— START Extracted records —
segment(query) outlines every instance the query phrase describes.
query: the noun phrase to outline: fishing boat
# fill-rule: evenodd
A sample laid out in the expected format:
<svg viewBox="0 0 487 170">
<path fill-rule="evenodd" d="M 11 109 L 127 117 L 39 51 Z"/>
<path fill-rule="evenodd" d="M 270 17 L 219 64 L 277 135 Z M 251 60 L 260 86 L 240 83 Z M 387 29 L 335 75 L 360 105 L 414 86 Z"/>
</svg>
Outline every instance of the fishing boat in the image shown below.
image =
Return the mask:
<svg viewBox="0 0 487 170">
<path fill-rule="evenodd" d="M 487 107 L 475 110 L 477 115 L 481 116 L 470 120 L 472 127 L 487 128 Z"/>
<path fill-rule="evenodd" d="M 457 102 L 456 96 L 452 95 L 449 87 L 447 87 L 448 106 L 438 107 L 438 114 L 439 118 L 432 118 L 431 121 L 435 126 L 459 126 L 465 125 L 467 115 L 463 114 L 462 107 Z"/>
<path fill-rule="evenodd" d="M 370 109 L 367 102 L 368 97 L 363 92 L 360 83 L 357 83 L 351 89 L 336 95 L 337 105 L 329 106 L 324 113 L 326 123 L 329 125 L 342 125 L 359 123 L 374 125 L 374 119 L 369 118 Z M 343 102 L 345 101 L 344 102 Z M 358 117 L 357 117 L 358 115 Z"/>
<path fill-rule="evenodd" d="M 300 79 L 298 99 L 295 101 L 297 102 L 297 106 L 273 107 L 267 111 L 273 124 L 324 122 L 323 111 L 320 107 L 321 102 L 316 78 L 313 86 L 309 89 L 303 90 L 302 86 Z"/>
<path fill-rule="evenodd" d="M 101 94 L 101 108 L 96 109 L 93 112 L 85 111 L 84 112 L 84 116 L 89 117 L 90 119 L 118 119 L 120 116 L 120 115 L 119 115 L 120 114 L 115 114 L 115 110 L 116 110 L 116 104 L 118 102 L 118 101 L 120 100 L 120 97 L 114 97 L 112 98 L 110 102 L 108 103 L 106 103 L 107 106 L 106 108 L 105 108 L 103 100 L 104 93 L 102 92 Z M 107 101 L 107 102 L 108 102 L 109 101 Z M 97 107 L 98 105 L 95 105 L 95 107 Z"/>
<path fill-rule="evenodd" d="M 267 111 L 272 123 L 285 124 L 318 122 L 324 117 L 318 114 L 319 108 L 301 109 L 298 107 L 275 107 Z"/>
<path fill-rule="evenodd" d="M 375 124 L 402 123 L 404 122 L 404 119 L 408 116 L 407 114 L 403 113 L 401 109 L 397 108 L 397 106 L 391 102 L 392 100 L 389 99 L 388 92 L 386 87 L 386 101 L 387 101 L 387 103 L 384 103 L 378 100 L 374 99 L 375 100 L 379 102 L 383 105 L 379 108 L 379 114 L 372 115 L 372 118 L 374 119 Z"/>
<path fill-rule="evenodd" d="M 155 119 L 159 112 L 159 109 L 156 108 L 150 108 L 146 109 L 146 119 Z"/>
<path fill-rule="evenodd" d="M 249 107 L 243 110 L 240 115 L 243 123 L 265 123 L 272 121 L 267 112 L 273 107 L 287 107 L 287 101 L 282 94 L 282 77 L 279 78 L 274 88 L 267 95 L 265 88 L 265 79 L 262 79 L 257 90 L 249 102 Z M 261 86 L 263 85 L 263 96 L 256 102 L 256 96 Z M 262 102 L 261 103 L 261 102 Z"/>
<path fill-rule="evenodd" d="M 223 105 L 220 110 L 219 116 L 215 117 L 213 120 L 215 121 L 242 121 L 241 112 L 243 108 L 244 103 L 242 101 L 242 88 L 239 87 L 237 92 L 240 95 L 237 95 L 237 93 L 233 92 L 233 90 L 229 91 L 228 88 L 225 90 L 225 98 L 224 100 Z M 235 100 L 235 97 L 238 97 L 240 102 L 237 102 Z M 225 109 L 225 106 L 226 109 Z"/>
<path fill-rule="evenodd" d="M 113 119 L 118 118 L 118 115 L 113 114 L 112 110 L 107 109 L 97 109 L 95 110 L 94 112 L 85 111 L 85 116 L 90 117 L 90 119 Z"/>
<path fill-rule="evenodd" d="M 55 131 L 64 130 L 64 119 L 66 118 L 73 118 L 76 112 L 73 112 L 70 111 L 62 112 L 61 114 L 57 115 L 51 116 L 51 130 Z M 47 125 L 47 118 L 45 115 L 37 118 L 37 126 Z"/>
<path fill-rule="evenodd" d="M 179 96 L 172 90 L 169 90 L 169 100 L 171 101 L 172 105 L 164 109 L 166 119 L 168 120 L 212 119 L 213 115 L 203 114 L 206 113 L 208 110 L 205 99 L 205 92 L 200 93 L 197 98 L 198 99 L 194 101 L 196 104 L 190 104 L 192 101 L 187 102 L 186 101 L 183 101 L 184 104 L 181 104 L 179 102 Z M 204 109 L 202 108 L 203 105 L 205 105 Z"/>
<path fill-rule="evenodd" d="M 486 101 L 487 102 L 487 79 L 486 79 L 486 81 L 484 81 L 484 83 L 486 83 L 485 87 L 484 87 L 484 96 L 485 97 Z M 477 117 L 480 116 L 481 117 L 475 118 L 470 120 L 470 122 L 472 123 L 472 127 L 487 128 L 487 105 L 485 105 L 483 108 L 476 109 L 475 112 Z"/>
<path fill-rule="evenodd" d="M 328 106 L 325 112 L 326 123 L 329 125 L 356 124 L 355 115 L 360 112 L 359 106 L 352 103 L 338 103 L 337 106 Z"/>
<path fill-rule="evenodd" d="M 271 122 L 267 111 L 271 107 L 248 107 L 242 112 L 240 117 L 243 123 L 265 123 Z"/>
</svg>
— END Extracted records —
Starting at the beginning of the records and ending at the line that contains "11 109 L 127", rewrite those lines with "fishing boat" changed to "sailboat" and everything else left as is.

Finished exercise ▸
segment(query) outlines every instance the query phrase describes.
query: the noun phrase to outline: sailboat
# fill-rule: evenodd
A sample laid out in the expected format:
<svg viewBox="0 0 487 170">
<path fill-rule="evenodd" d="M 11 109 L 127 117 L 39 51 Z"/>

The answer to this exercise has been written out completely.